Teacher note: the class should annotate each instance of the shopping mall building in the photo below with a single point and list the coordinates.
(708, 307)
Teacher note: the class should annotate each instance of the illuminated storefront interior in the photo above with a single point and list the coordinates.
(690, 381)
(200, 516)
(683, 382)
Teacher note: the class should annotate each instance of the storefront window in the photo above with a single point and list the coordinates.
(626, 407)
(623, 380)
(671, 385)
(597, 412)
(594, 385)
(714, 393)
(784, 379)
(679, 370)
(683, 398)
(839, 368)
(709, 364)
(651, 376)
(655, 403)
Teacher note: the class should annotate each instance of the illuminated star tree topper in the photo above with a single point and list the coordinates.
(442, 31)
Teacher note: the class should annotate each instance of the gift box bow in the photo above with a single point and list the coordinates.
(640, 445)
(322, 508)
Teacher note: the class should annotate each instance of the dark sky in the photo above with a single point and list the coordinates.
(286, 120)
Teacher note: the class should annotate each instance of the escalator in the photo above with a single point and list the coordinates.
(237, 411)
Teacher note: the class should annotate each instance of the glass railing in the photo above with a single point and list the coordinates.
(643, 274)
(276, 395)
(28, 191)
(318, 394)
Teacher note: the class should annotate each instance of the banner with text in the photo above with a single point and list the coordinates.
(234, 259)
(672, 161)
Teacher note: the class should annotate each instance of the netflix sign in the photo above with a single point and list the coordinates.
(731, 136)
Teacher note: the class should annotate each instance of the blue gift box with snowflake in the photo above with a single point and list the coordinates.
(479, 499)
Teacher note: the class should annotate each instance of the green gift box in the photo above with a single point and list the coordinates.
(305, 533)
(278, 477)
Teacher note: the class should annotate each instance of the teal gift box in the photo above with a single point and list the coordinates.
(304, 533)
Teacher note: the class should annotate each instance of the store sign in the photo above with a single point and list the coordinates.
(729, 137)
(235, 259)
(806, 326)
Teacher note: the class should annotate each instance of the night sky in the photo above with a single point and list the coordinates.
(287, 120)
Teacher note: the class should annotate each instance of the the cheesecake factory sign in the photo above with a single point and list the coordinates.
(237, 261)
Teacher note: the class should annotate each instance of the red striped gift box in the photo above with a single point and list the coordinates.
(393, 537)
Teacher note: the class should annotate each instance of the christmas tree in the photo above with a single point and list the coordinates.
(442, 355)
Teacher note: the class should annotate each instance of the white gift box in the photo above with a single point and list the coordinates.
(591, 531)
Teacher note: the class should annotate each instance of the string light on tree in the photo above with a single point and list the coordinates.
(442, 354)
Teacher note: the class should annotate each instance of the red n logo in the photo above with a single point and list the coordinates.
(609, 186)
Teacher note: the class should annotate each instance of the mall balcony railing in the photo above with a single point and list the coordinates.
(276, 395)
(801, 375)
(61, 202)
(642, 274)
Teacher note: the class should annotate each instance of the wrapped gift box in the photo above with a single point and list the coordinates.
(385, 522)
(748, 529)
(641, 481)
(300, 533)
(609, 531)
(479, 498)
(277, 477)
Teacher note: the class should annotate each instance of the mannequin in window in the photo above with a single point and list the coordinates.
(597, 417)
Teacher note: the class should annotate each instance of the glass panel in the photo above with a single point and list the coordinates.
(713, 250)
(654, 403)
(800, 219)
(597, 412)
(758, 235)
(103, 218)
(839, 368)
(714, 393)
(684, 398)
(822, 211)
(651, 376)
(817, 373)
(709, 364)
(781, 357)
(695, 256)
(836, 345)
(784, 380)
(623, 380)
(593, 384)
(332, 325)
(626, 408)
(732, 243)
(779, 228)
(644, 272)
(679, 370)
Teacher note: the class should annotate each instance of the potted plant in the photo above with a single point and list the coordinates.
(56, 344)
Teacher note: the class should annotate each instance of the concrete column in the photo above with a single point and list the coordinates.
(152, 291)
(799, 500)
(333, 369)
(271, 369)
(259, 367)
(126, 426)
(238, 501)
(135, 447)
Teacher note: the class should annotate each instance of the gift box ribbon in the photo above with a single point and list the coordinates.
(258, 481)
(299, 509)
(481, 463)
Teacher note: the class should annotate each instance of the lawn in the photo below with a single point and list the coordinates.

What is asked:
Could you rewrite the stretch from the line containing "logo in the" through the end of the data, both ends included, with the requests kept as they are and every coordinate in the answers multiplied by 2.3 and rounded to a whole number, halves going up?

Exercise solution:
Teacher note: the class should annotate each instance of the red n logo in the photo above with a single point and list the coordinates.
(1401, 428)
Teacher note: the class should annotate each instance of the mall balcony railing in the photo above with a single point and list the coordinates.
(635, 909)
(1842, 863)
(140, 465)
(1477, 630)
Teacher note: the class should annotate each instance of the wrapped gift box in the photo above with a single point and list the coordinates.
(886, 1201)
(1720, 1217)
(1474, 1106)
(690, 1226)
(1401, 1221)
(1102, 1145)
(637, 1097)
Teacher note: the class should annotate each instance of the mannequin in window in the photo above with a single point and list the coordinates.
(1373, 959)
Teacher note: the class should annotate each instance of the glass panel in the photo above with a single point and list the coordinates.
(1640, 575)
(1504, 927)
(1840, 504)
(1373, 948)
(1743, 541)
(237, 501)
(1930, 846)
(1642, 904)
(1573, 915)
(1891, 485)
(1497, 865)
(1879, 858)
(1631, 837)
(1796, 821)
(1599, 589)
(1923, 794)
(1803, 874)
(1433, 874)
(1364, 883)
(764, 748)
(1440, 938)
(1684, 559)
(1792, 524)
(1481, 626)
(1562, 851)
Teacher note: the class should annotate each instance of the potted plant in the photo above with a single point and list the coordinates.
(129, 791)
Teacher note: the class should annotate each instance of the concrete column in the photo above with a single point and list the coordinates.
(350, 669)
(1838, 1150)
(766, 849)
(623, 849)
(596, 844)
(290, 980)
(547, 1152)
(311, 1028)
Teacher note: the class should annotate each instance of the gift box ribbon in the photo above with a single point and list the coordinates.
(593, 1106)
(688, 1171)
(1106, 1065)
Teacher note: the class should annotate each instance of the lawn in the photo below with a single point and list the coordinates.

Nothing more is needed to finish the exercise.